# Prompt:
Pull every line of the listing below that contains the string "rope" and copy each one in full.
======== Records supplied ========
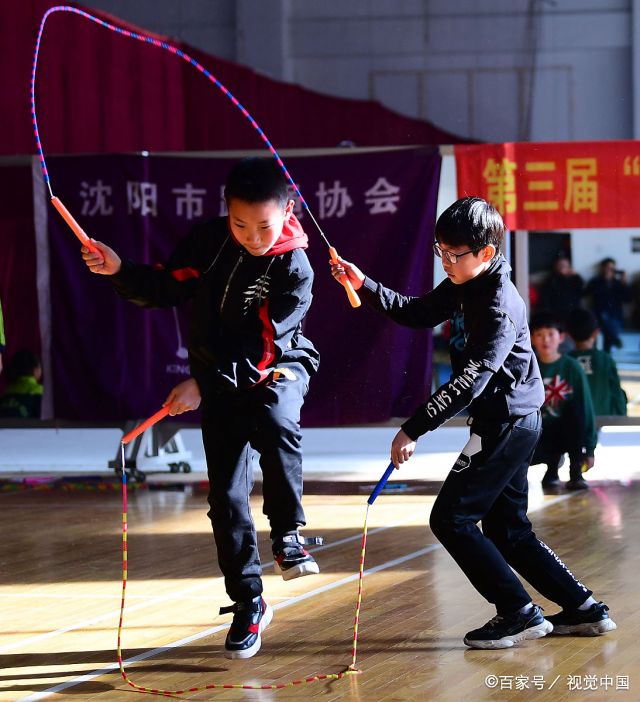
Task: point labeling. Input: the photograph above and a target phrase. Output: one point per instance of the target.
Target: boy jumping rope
(496, 376)
(250, 282)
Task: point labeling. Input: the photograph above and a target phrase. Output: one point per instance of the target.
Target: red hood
(292, 237)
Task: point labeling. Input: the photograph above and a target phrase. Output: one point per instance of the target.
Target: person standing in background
(609, 291)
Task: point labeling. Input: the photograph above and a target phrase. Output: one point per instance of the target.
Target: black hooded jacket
(495, 372)
(247, 310)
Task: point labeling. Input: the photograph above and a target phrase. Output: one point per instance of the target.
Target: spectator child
(22, 397)
(568, 420)
(604, 382)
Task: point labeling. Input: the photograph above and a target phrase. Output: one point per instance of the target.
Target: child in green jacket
(604, 382)
(568, 419)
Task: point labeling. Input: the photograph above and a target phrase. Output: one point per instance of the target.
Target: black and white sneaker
(577, 484)
(505, 630)
(250, 619)
(291, 560)
(594, 621)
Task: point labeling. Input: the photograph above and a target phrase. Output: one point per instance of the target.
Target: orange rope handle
(350, 670)
(351, 293)
(73, 224)
(136, 431)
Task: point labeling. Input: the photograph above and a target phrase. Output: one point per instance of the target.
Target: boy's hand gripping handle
(351, 293)
(161, 414)
(75, 227)
(381, 483)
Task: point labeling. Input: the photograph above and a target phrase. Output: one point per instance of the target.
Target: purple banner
(112, 360)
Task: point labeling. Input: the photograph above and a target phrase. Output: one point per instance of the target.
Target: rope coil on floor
(350, 670)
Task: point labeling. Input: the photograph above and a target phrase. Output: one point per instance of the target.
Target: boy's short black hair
(257, 180)
(545, 320)
(472, 222)
(581, 324)
(22, 363)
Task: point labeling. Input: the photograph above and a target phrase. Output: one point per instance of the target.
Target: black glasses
(450, 256)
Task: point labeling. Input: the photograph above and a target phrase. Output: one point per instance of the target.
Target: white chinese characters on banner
(333, 202)
(142, 197)
(189, 201)
(383, 197)
(94, 198)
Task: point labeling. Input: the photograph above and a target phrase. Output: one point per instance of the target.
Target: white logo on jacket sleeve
(257, 291)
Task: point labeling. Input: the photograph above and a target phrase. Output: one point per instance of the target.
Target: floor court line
(174, 595)
(223, 627)
(288, 603)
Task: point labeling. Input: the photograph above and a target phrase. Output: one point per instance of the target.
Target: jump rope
(161, 414)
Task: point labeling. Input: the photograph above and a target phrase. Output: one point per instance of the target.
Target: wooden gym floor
(60, 583)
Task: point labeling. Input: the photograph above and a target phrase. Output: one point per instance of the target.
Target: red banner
(564, 185)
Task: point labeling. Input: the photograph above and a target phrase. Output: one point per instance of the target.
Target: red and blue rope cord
(146, 39)
(350, 670)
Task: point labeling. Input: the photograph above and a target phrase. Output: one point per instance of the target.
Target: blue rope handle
(381, 483)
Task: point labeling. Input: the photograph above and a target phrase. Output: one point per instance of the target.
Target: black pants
(267, 419)
(564, 435)
(491, 486)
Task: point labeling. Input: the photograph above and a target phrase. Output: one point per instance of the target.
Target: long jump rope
(86, 241)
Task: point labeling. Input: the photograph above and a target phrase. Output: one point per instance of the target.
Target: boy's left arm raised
(424, 312)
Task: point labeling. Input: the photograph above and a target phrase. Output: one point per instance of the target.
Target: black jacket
(247, 310)
(495, 372)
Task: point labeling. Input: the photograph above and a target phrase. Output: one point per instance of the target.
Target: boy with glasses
(495, 375)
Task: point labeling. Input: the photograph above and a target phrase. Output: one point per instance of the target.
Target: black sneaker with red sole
(250, 619)
(291, 559)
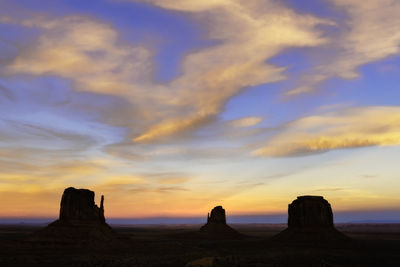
========
# Finished answer:
Target: boy jumping rope
Target: orange rope handle
Target: rope coil on floor
Target: jump rope
Target: red and blue rope cord
Target: blue rope handle
Target: long jump rope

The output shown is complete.